Task directions: Show every line of the records below that contains the word "background", copying each such line in full.

Information given:
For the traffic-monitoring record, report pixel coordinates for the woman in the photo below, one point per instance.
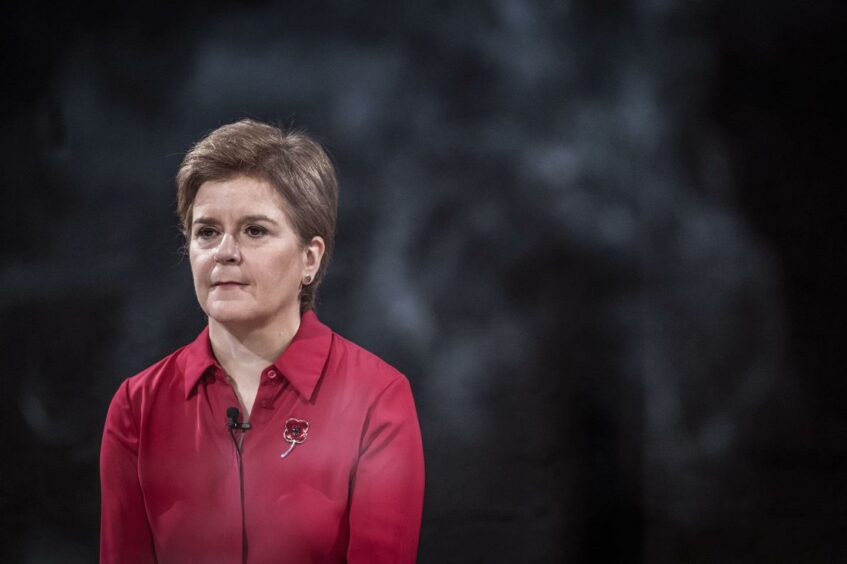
(269, 438)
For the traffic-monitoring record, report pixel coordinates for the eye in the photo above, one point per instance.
(255, 231)
(205, 233)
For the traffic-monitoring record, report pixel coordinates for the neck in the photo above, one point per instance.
(239, 348)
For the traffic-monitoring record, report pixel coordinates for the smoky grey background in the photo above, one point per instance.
(600, 240)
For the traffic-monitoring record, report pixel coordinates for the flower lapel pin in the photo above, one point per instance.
(295, 432)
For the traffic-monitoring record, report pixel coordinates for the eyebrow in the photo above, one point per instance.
(246, 219)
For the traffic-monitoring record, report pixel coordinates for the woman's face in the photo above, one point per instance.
(246, 259)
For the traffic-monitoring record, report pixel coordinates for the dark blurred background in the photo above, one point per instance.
(603, 240)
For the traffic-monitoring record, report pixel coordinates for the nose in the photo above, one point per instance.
(227, 251)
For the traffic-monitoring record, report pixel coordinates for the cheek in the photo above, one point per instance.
(199, 264)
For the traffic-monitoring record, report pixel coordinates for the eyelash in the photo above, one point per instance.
(252, 231)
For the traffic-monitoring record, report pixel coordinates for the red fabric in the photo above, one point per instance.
(351, 491)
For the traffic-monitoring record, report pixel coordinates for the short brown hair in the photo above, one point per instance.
(293, 163)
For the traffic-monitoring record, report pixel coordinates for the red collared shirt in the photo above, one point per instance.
(175, 490)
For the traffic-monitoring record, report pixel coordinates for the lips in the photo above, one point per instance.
(227, 284)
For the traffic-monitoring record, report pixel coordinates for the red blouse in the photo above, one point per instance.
(175, 488)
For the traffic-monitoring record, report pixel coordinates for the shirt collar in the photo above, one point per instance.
(302, 362)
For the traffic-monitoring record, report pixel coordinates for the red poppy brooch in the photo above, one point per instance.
(295, 432)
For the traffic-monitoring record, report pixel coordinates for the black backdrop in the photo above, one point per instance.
(601, 239)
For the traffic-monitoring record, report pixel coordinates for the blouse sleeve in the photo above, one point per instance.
(386, 497)
(125, 535)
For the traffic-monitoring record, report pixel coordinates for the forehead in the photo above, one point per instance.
(238, 195)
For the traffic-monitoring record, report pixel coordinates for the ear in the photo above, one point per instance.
(313, 253)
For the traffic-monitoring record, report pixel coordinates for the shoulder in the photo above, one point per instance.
(363, 366)
(166, 375)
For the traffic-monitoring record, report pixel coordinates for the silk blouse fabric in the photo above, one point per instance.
(175, 491)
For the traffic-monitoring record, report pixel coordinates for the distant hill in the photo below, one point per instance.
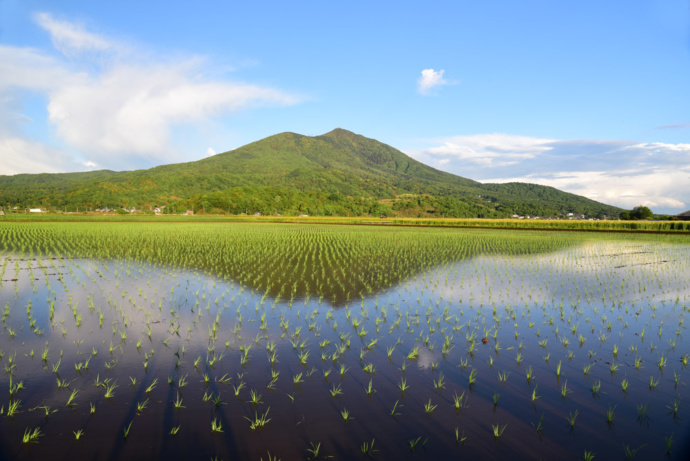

Final result:
For the traffic-monitoring record, report pixel coordinates for the smoky grey background in the photo above, one point per instance.
For the traffic-monitoring record, report pixel coordinates for the dark blurred background in the photo above, one point per instance.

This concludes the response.